- _Dataset records_
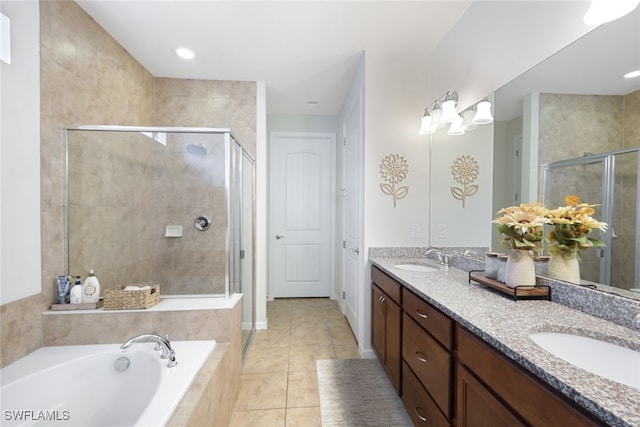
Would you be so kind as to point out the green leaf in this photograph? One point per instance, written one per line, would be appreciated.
(457, 193)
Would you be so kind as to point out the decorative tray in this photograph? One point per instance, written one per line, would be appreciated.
(519, 292)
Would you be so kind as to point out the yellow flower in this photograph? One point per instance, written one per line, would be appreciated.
(522, 226)
(394, 168)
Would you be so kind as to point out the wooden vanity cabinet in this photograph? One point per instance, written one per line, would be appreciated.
(386, 324)
(427, 353)
(492, 390)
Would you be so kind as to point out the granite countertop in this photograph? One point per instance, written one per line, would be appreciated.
(506, 324)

- _What you should do_
Output every line of the entries above as a JSON list of strings, one string per line, skipping blank lines and leaving out the pictures.

- _Reply_
[
  "Would you be so kind as to point out the green leaf in this photograph? One point per instance, written one per line, would be appreciated.",
  "(457, 193)",
  "Would you be so kind as to point out the decorative tray in this photograph? One point per instance, written one per line, would be appreciated.",
  "(519, 292)",
  "Would you be so kind as to point out the yellow flower in this photograph? One point per instance, written one per line, would be appreciated.",
  "(522, 226)",
  "(394, 168)",
  "Would you be so kind as to point out the wooden vanity cabinet in this photograph? One point per instance, written one per line, would be appreciated.",
  "(386, 324)",
  "(427, 353)",
  "(492, 390)",
  "Would you be so kind as to point out the granite countertop in this photograph? One point per instance, written one per line, would be appreciated.",
  "(506, 324)"
]